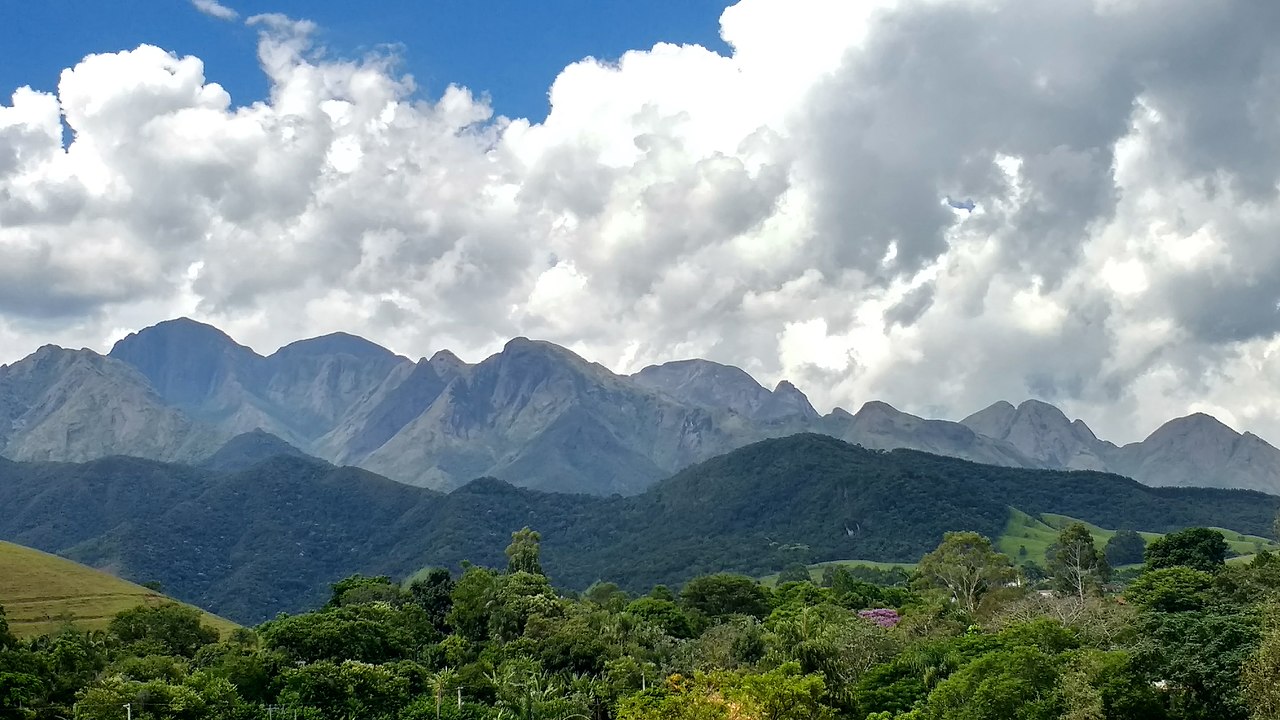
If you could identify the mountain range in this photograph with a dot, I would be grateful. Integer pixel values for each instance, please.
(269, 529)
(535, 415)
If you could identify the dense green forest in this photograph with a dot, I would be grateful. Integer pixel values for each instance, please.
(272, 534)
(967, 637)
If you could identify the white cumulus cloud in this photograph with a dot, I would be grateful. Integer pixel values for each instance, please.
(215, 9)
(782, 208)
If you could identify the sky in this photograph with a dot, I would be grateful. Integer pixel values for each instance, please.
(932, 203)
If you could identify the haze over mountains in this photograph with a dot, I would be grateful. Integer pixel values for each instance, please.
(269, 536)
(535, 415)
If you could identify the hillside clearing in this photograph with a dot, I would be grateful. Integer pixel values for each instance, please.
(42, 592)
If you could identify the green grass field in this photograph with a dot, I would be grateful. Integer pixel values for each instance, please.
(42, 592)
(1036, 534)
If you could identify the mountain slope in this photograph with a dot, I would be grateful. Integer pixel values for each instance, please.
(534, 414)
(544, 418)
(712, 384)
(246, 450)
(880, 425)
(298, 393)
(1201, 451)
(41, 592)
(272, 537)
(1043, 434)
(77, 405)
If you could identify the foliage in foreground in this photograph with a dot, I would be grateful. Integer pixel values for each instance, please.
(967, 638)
::::::::
* [Task description]
None of the pictures should appear; copy the rest of the material above exactly.

* [Completed task]
If you could identify the mountain range in this photograph with a dot, I would be grateful. Integer pixel values for each instance, please.
(269, 529)
(535, 415)
If you could identify the dense green forest in this photograph with a dot, I would be grateful. Integer pixel values for each instance, please.
(272, 534)
(967, 637)
If you could identify the white cumulus cloud in this photograph with a dot, I would be grateful. Integer pixel values for each instance, please.
(215, 9)
(782, 208)
If you could identify the sky in this photograph with a dot, I would be grateful. Integer pixel values for each instance, please.
(932, 203)
If you could identify the haze over mountains in this photograph with a dot, I would be grateful. Integer pixel values for each instance, please.
(269, 536)
(535, 415)
If you could identify the hillside clearing in this photograph with a dot, I would be grateful. Integer pixel values for each instance, please.
(42, 592)
If you could identify the green grass field in this photograph with a dot, I would be grateful. Integer pixel values for each instance, please.
(42, 592)
(1036, 534)
If you could identify the mountain slope in this photograph with a dot, I would be grateful. Integer pixel values for each instance, please.
(534, 414)
(544, 418)
(712, 384)
(246, 450)
(880, 425)
(298, 393)
(1201, 451)
(41, 592)
(272, 537)
(1043, 434)
(77, 405)
If you could identify the foliage in foreground in this photograph with a dot, I would be grateful. Integer pixel values for each instance, please.
(967, 638)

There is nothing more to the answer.